Vita Consacrata e relazioni nella Chiesa Diocesana

Relazione dell'Arcivescovo di Torino Mons. Roberto Repole

Questa mattina, 27 agosto 2024, Mons. Roberto Repole Arcivescovo di Torino ha offerto un’interessante riflessione del tema scelto :

Vita consacrata e relazioni nella Chiesa diocesana

Per affrontare un tema così vasto, Mons. Repole ha seguito diverse strade, dando una visione più ampia, pur coinvolgendo la realtà dell’Ordo Virginum. Ripensando a questo tema nell’orizzonte del rinnovamento ecclesiologico che è avvenuto con il Concilio Vaticano II, la riflessione segue alcuni passi:

  • il rinnovamento ecclesiologico che si è sedimentato nei documenti del Vaticano II e come questo, sia pure implicitamente, interpelli un rinnovamento della vita consacrata;
  • la modalità in cui il Vaticano II offre delle vie per ripensare la vita consacrata mettendo in evidenza alcuni limiti e alcune virtualità;
  • un ripensamento più propositivo della vita consacrata nella Chiesa, intesa non soltanto come popolo di Dio, ma Popolo di Dio nella forma del Corpo di Cristo, vedendo una virtualità per la vita consacrata vissuta in relazione ad altri soggetti ecclesiali dentro la vita di una chiesa locale

Con il Concilio Vaticano II si è avuto un rinnovamento della visione della Chiesa, prima del Concilio la Chiesa era molto societaria, una società perfetta, non tanto perché fatta da perfetti ma perché aveva come fine la salvezza delle anime e la vita eterna, ma era anche una visione molto piramidale, societaria e gerarchica e la visione della vita consacrata dentro questa prospettiva ecclesiologica spingeva a mettere in evidenza lo stato di perfezione della vita consacrata quindi si comprende molto bene quanto profondo sia stato il rinnovamento offerto invece dai Padri Conciliari, sessant’anni fa, e che permette di capire il magistero attuale di Papa Francesco che attua una recezione nuova di quel rinnovamento dove si coglie la novità nel collocare la Chiesa nell’orizzonte del mistero di Cristo e del mistero del Regno di Dio.

* [Consegna A] Nella relazione sulla vita consacrata, in che giorno ha parlato Mons. Roberto Repole?
Il testo e i record non hanno nessun legame tra loro.

Record di dati
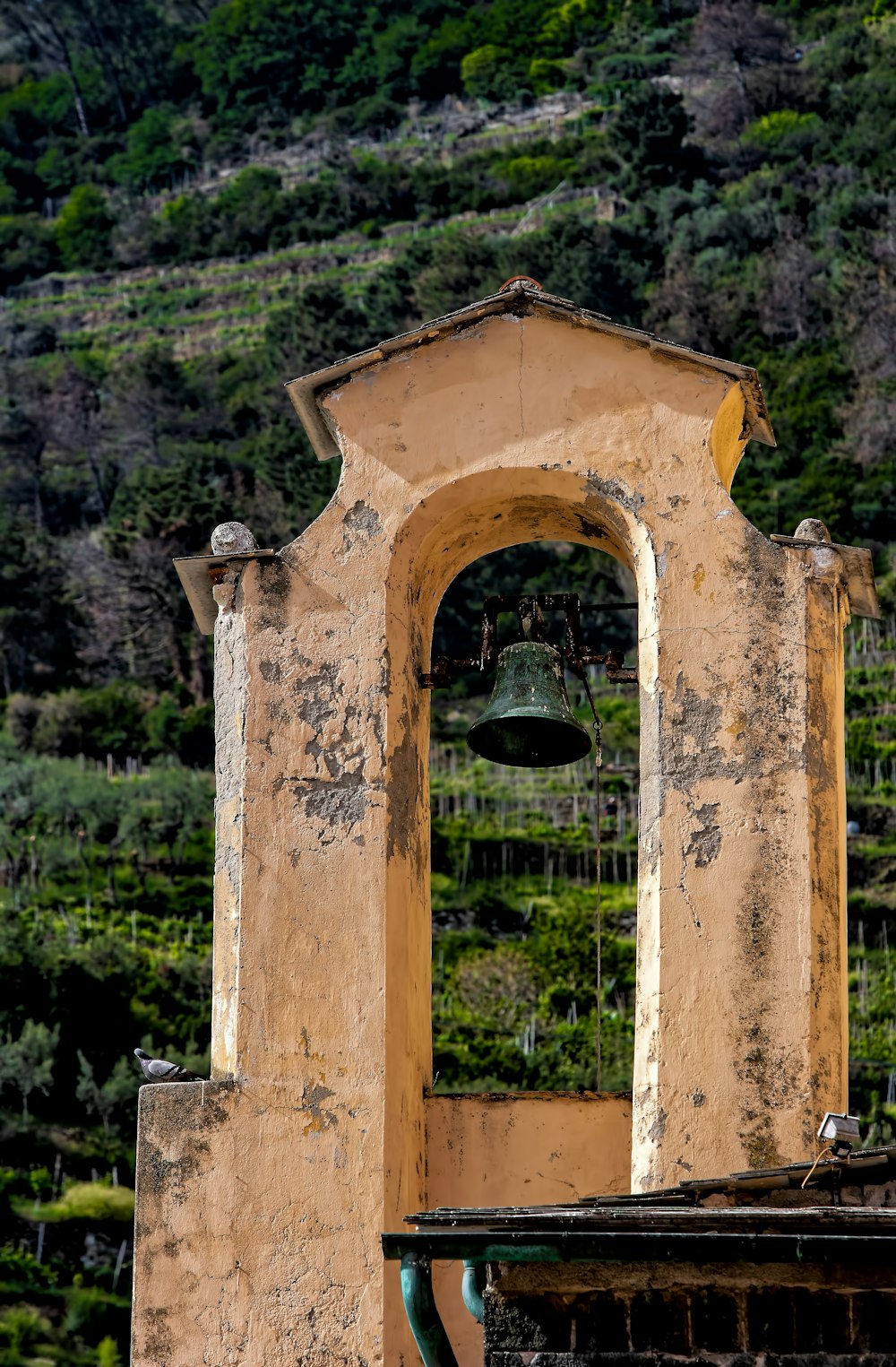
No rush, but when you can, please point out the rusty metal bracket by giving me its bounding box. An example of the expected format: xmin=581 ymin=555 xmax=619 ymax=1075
xmin=419 ymin=593 xmax=638 ymax=689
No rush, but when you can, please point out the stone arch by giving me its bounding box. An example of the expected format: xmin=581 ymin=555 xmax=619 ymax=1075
xmin=134 ymin=289 xmax=849 ymax=1367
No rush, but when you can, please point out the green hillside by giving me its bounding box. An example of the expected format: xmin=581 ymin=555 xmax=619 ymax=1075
xmin=0 ymin=0 xmax=896 ymax=1367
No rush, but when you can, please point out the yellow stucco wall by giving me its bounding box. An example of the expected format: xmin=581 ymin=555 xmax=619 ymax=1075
xmin=133 ymin=298 xmax=849 ymax=1367
xmin=426 ymin=1092 xmax=631 ymax=1364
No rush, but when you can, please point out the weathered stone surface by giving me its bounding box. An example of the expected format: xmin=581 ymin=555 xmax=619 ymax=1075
xmin=134 ymin=293 xmax=849 ymax=1367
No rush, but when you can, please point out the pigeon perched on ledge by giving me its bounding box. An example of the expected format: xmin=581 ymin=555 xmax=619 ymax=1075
xmin=134 ymin=1049 xmax=208 ymax=1083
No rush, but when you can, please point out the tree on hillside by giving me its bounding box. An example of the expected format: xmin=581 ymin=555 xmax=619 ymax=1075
xmin=0 ymin=1020 xmax=59 ymax=1120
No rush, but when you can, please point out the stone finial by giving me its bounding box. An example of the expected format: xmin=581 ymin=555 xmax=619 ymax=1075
xmin=794 ymin=516 xmax=831 ymax=545
xmin=211 ymin=523 xmax=258 ymax=555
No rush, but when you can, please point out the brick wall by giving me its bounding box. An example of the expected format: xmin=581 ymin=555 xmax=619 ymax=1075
xmin=485 ymin=1273 xmax=896 ymax=1367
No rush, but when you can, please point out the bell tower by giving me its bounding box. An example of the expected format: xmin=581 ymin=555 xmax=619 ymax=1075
xmin=133 ymin=283 xmax=873 ymax=1367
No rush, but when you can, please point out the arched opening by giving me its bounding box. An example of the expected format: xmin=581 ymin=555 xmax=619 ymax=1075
xmin=429 ymin=541 xmax=639 ymax=1094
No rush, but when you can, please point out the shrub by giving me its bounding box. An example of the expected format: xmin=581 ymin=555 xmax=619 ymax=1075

* [Consegna B] Metti in una lista JSON di stringhe le righe dei record, una stringa per riga e senza righe vuote: parti dall'inizio dei record e fermati dopo la riga che contiene "xmin=0 ymin=0 xmax=896 ymax=1367". Lascia fuori le immagini.

* [Risposta finale A] Il 27 agosto 2024.

* [Risposta finale B]
[
  "No rush, but when you can, please point out the rusty metal bracket by giving me its bounding box. An example of the expected format: xmin=581 ymin=555 xmax=619 ymax=1075",
  "xmin=419 ymin=593 xmax=638 ymax=689",
  "No rush, but when you can, please point out the stone arch by giving me its bounding box. An example of the expected format: xmin=581 ymin=555 xmax=619 ymax=1075",
  "xmin=134 ymin=289 xmax=849 ymax=1367",
  "No rush, but when you can, please point out the green hillside by giving me its bounding box. An example of the expected format: xmin=581 ymin=555 xmax=619 ymax=1075",
  "xmin=0 ymin=0 xmax=896 ymax=1367"
]